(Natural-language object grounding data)
------------------------------

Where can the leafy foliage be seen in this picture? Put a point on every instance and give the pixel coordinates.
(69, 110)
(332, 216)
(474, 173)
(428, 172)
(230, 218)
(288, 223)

------------------------------

**AIM OF THE EXERCISE:**
The data above is to be given again, with every line exact.

**YOUR RESPONSE:**
Where can the leafy foliage be seen in this picture? Put a point on every instance and give the pixel coordinates.
(69, 110)
(332, 216)
(474, 173)
(428, 172)
(230, 218)
(288, 223)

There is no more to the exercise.